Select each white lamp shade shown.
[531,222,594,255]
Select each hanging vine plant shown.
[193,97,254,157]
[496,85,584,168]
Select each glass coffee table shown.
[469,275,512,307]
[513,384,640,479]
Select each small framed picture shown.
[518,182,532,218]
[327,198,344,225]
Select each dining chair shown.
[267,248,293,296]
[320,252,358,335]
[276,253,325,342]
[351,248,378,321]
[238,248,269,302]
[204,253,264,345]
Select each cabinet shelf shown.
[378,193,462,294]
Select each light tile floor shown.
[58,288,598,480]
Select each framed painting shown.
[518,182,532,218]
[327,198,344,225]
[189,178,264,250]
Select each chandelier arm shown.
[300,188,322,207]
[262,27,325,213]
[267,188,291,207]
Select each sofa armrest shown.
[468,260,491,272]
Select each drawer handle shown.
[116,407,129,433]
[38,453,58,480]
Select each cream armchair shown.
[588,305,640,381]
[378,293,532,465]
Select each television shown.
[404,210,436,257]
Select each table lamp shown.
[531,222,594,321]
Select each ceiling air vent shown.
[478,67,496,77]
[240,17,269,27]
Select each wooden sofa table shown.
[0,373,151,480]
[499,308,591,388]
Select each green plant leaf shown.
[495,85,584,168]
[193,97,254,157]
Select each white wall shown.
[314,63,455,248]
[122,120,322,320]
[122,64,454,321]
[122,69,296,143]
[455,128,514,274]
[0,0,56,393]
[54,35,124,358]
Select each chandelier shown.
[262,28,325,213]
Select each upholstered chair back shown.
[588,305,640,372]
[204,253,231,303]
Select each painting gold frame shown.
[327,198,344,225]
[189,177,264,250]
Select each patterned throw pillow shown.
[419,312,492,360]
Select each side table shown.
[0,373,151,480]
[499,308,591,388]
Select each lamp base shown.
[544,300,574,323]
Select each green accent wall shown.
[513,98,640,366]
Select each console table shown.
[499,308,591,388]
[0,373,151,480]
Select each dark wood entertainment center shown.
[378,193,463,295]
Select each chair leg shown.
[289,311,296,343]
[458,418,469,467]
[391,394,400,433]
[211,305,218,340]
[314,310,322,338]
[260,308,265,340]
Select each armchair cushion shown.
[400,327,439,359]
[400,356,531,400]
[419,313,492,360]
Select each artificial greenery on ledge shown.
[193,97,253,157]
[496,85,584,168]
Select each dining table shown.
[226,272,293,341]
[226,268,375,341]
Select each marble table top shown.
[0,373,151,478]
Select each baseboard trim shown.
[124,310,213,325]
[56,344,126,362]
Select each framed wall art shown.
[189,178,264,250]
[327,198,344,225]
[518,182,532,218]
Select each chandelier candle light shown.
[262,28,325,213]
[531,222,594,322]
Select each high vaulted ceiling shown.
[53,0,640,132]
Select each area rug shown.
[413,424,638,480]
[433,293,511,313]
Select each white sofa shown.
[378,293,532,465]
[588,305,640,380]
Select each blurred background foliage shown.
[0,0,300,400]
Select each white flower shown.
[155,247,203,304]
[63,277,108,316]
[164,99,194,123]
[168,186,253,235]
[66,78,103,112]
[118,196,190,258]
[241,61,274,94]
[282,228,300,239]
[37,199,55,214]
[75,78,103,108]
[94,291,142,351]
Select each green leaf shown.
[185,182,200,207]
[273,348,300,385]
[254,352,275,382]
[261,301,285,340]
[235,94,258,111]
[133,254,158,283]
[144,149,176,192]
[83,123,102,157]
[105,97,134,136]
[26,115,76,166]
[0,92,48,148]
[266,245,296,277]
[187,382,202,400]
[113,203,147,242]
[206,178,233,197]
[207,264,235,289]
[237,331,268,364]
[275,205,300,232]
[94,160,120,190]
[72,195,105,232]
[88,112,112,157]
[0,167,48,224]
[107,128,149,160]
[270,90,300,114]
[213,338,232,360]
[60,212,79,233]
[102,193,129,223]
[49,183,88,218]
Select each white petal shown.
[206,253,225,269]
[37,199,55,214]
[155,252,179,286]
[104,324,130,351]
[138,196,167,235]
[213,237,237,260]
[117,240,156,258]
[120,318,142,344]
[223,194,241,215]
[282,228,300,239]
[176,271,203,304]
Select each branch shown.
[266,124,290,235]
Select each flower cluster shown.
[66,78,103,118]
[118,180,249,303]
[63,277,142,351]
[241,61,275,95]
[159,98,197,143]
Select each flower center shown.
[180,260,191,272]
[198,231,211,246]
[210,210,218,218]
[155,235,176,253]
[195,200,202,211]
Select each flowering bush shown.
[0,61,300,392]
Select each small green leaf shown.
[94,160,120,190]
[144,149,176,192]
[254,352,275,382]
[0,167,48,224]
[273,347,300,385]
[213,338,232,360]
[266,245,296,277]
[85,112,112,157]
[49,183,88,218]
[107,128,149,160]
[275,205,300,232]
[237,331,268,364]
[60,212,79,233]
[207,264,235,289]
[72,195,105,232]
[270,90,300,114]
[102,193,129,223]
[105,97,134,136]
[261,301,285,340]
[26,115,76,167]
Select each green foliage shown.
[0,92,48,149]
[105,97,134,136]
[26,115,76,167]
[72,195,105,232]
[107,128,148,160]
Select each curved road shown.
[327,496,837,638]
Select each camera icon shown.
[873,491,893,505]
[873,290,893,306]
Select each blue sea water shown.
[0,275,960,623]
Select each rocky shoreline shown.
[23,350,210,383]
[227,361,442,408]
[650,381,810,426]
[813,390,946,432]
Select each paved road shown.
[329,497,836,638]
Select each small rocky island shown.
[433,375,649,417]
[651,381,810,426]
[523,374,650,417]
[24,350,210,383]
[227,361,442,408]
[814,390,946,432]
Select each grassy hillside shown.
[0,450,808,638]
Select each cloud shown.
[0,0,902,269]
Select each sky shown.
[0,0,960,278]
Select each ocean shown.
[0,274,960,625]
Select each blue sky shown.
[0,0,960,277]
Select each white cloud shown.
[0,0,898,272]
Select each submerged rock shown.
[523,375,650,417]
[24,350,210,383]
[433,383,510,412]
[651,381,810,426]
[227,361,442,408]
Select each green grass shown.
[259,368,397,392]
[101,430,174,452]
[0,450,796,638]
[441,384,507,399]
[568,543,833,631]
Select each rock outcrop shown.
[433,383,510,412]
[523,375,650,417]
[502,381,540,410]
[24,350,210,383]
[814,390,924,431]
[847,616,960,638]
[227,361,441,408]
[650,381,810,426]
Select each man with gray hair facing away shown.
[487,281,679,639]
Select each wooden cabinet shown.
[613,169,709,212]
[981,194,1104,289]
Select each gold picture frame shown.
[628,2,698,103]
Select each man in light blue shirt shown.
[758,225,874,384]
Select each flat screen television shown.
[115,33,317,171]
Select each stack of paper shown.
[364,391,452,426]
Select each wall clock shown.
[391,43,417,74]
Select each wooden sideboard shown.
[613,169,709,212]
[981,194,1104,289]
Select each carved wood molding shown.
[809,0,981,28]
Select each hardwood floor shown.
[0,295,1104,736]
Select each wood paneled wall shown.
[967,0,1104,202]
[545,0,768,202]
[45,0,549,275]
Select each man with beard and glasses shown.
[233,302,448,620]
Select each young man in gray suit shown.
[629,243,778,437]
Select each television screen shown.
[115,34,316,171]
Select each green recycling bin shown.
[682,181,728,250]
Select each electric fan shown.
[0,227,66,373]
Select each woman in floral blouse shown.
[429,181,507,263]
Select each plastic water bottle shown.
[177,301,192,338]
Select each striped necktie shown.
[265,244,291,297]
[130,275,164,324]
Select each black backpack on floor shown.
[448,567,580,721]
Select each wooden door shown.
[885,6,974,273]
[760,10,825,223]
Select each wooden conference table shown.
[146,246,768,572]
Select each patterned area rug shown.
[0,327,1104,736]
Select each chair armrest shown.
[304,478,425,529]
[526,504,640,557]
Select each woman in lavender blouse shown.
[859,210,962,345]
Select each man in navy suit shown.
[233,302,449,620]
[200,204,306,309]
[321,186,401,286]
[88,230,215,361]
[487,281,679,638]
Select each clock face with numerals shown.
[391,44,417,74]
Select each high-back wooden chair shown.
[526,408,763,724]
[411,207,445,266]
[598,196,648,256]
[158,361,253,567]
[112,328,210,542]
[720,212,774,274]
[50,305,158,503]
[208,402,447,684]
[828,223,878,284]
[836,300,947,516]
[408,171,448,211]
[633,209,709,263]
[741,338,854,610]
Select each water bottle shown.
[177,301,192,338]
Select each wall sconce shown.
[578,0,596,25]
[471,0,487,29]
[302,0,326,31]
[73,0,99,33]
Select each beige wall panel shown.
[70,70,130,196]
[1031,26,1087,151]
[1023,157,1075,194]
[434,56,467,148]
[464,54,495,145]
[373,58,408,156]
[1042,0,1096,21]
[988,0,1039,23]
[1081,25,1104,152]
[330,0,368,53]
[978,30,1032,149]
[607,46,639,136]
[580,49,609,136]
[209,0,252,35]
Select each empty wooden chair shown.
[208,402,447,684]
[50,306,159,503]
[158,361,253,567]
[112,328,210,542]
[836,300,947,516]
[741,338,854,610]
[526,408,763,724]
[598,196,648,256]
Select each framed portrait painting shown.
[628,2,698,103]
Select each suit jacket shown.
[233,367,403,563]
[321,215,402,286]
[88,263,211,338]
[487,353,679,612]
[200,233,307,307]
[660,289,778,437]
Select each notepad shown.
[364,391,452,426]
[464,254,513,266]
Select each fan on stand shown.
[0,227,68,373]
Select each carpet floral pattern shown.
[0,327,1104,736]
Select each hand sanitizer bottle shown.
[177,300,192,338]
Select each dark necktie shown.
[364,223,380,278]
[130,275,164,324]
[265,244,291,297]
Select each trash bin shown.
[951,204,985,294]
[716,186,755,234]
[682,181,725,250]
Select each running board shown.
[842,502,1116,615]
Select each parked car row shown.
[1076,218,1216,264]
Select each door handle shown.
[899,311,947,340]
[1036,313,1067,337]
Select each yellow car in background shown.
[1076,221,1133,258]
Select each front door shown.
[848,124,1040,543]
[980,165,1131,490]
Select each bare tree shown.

──────────────────────────────

Please convert the entries above, from the line that contains "Select each rock outcrop shown." through the line that contains "[859,210,962,345]", into a two-column CSV headed input and output. Give one row per entry, with its text under input and its answer under output, each in a single quoted field with line breaks replaced by spaces.

input,output
"Select each rock outcrop shown.","[433,383,510,412] [523,375,650,417] [502,381,540,410] [24,350,210,383] [814,390,924,431] [847,616,960,638] [227,361,441,408] [650,381,810,426]"
"Select each man with gray hair facing away shown.","[487,281,679,639]"
"Select each wooden cabinet shown.","[613,169,709,212] [981,194,1104,289]"
"Select each gold picture frame shown.","[628,2,698,103]"
"Select each man in light blue shirt shown.","[758,225,874,384]"
"Select each flat screen television shown.","[115,33,317,171]"
"Select each stack of paper shown.","[364,391,452,426]"
"Select each wall clock shown.","[391,43,417,74]"
"Select each wooden sideboard shown.","[613,169,709,212] [981,194,1104,289]"
"Select each carved wood molding shown.","[809,0,981,28]"
"Select each hardwood floor shown.","[0,295,1104,736]"
"Select each wood paneled wall shown.","[967,0,1104,202] [545,0,768,202] [45,0,549,275]"
"Select each man with beard and glasses shown.","[233,302,448,620]"
"Select each young man in gray suit shown.","[629,243,778,437]"
"Select each television screen shown.","[115,34,316,171]"
"Select each green recycling bin shown.","[682,181,728,250]"
"Select each electric fan shown.","[0,227,66,373]"
"Select each woman in floral blouse shown.","[429,181,507,263]"
"Select each plastic water bottle shown.","[177,301,192,338]"
"Select each striped necktie shown.","[265,244,291,297] [130,275,164,324]"
"Select each black backpack on floor shown.","[448,567,580,721]"
"Select each wooden door shown.","[885,6,974,273] [760,10,825,223]"
"Select each wooden conference table shown.","[146,246,768,572]"
"Select each patterned area rug shown.","[0,327,1104,736]"
"Select each chair armrest shown.","[304,478,425,529] [526,504,640,557]"
"Select each woman in lavender blouse shown.","[859,210,962,345]"